:: Dataset entries
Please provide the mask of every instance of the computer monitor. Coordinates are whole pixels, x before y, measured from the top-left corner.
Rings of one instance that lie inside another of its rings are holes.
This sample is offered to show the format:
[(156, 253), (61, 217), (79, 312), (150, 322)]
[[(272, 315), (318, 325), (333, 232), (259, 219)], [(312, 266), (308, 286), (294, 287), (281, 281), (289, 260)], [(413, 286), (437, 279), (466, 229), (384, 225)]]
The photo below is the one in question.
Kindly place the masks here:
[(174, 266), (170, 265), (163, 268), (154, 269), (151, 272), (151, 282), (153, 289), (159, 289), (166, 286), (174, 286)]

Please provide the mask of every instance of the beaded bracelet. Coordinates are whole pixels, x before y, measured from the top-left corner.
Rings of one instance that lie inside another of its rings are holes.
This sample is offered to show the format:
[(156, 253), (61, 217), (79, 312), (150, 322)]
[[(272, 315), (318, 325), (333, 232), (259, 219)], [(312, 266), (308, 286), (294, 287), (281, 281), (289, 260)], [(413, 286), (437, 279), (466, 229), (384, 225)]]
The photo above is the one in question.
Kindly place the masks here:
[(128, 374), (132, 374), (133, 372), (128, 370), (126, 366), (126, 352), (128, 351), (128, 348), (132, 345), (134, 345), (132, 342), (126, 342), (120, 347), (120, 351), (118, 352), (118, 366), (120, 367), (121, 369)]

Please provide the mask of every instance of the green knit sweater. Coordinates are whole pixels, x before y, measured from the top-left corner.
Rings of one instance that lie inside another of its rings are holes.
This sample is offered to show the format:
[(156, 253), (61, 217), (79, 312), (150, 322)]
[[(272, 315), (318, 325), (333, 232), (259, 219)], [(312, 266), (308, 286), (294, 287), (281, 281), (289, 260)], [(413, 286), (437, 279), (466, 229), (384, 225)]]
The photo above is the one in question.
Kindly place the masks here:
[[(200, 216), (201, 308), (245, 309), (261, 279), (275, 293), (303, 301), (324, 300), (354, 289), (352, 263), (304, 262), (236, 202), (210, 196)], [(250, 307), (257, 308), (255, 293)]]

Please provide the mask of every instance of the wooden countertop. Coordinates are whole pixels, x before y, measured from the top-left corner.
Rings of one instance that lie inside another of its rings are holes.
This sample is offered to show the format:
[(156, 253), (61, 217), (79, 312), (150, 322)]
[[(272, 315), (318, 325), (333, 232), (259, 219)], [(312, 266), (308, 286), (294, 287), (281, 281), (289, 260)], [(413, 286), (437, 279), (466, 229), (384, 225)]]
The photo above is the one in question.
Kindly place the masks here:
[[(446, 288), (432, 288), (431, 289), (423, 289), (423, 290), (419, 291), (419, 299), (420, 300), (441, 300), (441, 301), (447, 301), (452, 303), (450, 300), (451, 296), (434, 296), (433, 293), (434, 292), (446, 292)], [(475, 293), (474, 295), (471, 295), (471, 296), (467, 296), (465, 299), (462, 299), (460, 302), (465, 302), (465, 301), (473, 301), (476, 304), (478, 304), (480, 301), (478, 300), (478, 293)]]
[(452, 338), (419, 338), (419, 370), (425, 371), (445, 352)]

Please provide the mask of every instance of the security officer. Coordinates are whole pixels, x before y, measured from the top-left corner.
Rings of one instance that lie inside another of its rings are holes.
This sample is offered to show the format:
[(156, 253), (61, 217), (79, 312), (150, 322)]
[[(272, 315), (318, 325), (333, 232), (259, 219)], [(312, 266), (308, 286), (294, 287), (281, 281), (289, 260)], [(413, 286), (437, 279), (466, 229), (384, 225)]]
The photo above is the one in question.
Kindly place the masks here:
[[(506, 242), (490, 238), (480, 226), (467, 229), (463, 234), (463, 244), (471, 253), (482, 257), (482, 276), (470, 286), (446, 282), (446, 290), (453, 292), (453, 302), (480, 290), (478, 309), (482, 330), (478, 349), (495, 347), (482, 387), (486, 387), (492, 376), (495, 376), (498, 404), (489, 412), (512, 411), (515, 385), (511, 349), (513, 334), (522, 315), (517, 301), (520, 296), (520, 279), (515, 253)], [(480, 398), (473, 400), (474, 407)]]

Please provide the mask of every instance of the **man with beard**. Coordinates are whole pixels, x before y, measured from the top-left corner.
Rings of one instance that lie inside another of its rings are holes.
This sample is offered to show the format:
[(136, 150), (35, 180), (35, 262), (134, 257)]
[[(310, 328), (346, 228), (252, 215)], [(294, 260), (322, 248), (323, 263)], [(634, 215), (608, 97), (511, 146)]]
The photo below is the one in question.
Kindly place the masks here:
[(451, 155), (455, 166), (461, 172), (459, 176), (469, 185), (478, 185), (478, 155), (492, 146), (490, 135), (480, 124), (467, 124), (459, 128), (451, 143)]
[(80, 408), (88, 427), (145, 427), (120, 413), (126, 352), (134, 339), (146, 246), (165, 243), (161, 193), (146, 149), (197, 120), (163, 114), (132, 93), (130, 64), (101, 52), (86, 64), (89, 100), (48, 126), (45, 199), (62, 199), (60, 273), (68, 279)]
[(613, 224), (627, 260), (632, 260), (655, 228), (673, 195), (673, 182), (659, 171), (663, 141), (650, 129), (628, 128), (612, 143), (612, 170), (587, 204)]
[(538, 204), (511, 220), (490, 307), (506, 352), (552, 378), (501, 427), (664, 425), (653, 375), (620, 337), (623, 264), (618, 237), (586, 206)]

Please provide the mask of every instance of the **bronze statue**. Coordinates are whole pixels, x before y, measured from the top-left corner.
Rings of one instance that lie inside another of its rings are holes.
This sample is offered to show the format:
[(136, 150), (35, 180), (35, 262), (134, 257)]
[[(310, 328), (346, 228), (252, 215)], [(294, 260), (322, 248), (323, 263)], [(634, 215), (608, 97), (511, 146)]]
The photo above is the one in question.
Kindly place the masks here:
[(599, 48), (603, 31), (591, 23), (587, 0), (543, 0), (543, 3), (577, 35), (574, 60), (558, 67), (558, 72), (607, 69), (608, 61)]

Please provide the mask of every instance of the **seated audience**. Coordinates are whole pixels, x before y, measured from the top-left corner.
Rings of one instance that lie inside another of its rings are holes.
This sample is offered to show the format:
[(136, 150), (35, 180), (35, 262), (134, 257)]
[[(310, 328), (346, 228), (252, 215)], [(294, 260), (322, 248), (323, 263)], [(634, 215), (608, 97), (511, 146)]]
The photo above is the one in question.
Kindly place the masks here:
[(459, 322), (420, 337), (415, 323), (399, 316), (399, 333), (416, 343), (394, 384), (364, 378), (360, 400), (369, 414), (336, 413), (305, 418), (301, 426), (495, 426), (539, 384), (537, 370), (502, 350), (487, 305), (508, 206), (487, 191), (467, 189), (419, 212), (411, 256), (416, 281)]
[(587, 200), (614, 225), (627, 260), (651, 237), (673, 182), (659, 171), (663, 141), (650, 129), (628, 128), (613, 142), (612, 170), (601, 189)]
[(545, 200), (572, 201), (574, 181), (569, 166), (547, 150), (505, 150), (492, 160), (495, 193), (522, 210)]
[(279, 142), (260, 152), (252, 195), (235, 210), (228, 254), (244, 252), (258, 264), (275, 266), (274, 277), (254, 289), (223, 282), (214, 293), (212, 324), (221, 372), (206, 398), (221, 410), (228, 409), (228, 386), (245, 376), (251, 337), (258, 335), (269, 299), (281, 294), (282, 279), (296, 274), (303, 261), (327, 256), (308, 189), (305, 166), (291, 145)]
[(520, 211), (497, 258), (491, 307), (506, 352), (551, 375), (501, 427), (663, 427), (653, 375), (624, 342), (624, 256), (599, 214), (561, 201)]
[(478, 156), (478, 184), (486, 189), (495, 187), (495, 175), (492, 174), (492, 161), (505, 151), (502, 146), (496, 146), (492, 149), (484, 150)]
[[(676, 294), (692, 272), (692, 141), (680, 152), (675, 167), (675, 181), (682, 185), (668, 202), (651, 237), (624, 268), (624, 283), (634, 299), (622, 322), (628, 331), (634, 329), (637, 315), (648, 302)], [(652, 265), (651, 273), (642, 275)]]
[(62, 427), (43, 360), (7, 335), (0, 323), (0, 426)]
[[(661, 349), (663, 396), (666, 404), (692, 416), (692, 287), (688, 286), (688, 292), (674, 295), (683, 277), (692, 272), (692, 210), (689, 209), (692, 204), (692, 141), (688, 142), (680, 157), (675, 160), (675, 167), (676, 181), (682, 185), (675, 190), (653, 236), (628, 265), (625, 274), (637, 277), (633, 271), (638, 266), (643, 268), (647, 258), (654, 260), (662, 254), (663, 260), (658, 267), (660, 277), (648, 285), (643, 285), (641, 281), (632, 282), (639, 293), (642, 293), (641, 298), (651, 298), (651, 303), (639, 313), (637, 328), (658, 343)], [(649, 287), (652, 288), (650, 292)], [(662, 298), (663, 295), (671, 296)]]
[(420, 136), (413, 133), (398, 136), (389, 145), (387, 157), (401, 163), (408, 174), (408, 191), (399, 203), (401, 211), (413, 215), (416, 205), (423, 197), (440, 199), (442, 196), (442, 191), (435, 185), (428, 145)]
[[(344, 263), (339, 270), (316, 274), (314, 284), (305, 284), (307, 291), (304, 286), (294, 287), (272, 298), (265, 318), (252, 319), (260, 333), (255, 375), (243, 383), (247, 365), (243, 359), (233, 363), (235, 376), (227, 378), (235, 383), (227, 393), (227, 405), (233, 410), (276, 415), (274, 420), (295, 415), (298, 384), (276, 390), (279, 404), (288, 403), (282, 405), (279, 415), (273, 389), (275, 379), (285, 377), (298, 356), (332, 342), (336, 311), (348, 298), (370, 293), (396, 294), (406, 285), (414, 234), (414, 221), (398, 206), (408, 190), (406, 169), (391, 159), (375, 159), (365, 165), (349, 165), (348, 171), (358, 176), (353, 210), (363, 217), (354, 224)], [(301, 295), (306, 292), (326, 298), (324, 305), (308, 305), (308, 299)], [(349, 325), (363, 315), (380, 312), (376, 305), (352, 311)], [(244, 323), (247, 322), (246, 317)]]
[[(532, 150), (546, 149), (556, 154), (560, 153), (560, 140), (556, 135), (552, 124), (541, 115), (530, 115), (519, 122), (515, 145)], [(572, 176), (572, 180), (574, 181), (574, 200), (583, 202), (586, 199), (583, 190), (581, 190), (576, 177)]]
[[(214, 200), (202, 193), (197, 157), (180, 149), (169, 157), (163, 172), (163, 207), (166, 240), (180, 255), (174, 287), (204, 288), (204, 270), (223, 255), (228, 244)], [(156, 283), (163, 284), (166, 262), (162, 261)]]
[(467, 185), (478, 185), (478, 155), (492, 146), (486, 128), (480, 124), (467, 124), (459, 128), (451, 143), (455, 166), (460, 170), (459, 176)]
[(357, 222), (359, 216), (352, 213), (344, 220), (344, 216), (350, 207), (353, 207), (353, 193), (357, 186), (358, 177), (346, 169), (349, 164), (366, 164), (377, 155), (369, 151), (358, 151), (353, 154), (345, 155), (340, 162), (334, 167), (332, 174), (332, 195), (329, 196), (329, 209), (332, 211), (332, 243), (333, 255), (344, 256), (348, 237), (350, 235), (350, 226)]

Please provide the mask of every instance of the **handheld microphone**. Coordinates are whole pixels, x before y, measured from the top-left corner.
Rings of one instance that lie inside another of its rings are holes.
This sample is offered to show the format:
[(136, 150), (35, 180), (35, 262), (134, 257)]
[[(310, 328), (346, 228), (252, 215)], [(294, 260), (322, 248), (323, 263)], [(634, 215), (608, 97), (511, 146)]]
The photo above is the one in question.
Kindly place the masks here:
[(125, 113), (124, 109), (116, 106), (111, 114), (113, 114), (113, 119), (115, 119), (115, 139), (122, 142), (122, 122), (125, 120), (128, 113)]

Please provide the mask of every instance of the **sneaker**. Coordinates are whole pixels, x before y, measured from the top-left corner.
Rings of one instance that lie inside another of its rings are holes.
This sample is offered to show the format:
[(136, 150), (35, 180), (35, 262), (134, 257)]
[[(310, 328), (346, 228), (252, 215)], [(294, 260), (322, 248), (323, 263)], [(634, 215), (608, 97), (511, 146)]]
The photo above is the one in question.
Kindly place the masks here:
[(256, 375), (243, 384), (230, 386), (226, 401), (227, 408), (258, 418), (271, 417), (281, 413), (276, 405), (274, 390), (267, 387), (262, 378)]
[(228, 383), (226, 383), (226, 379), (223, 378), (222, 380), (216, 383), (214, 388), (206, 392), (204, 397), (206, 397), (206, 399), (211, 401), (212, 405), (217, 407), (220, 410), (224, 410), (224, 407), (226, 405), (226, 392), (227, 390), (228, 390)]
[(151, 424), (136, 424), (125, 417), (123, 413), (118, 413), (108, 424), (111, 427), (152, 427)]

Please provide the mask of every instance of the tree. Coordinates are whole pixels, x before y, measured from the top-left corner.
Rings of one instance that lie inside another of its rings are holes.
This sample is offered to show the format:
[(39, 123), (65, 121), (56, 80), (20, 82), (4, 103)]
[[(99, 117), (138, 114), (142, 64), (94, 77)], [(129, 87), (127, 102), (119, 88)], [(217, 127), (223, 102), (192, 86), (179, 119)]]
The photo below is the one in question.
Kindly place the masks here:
::::
- [Requirements]: Rewrite the items starting at the very beginning and ending at the line containing "286), (174, 286)]", with both ends included. Scale every coordinate in the answers by 2.55 and round each to a whole number, with halves going up. Copy all other lines, including the format samples, unchanged.

- [Answer to the problem]:
Please provide the mask of every instance of the computer monitor. Coordinates are whole pixels, x before y, measured from the top-left corner.
Rings of one instance that lie inside another of its rings are holes.
This sample is offered to show the format:
[(156, 253), (61, 217), (79, 312), (150, 322)]
[[(272, 315), (318, 325), (333, 232), (259, 219)], [(312, 266), (308, 286), (294, 287), (281, 281), (289, 260)], [(413, 286), (437, 279), (466, 229), (384, 225)]]
The photo below is the one in question.
Kindly place the masks here:
[(444, 678), (434, 676), (416, 683), (393, 686), (385, 694), (385, 719), (390, 737), (405, 737), (423, 729), (444, 729)]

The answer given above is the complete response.